Entries from a dataset:
===============

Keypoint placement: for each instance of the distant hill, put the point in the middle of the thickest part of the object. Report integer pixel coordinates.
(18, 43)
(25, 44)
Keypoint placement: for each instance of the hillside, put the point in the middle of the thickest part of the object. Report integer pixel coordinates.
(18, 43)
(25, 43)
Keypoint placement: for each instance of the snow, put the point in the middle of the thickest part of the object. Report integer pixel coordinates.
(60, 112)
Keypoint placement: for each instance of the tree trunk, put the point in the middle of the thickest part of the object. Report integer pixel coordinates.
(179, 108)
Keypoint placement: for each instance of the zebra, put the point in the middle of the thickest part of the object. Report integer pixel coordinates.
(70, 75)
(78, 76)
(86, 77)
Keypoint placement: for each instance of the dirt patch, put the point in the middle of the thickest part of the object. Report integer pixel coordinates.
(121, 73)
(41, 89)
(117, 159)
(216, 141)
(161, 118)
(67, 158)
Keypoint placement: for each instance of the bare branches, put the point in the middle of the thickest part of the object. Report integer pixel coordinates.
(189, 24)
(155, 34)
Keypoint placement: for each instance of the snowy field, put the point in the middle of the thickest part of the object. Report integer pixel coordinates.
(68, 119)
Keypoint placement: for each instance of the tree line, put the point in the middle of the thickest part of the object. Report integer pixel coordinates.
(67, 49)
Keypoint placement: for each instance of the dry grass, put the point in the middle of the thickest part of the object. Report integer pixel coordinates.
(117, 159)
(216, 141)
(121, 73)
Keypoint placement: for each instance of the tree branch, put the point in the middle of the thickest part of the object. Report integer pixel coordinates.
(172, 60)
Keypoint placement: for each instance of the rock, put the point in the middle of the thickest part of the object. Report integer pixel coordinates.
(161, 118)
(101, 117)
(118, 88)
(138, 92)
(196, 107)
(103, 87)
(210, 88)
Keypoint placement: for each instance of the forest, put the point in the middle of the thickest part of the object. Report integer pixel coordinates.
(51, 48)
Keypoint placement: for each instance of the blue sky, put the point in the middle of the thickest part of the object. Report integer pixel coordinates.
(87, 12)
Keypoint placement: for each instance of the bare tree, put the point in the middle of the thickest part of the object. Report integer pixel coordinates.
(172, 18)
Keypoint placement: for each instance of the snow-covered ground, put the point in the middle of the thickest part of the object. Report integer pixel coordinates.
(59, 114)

===============

EXERCISE DIRECTIONS – Rewrite the lines starting at the line that contains "Keypoint placement: for each instance of the snowy" and ending at the last line of the records, requests included. Scale every coordinate in the answers by 1.25 and round each result to a whole number, with halves rounded up.

FULL OUTPUT –
Keypoint placement: for each instance of the snowy field, put the point in the middle of the thickest part of the object. Report integer pixel coordinates.
(85, 149)
Keypoint placement: for each instance of the tree line, put the point in the middle of the thickest part of the object. Report integer pixel coordinates.
(84, 61)
Keypoint placement: for each instance of the dry grass, put the point in the middle of the thickest part of the object. Report integer pixel coordinates.
(146, 199)
(270, 176)
(151, 91)
Keypoint placement: for each instance of the tree branch, put the point in the middle of the thickest part of the object. Report integer pixel coordinates.
(215, 75)
Keypoint placement: for each instance of the rock, put the point in the middle of the thickest part of the object. Report integer pixel coordinates.
(201, 148)
(126, 146)
(148, 110)
(173, 115)
(245, 134)
(129, 109)
(263, 110)
Keypoint placement: for each instance of the forest, put the point in the middle of the thickest part of the object. Report integer pixel coordinates.
(64, 60)
Keypoint placement: for each instance of the blue sky, put the point in the middle of the thickest part of the object. Report integer pixel coordinates.
(109, 15)
Keypoint placement: for each instance of the bare tree, put the point in the middle of the thickest part of the object. Report integer pixel coordinates.
(215, 23)
Keypoint placement: for each instance of the snow-covered ground, put the point in the middle of the thickest part of the object. Report integer pixel coordinates.
(74, 143)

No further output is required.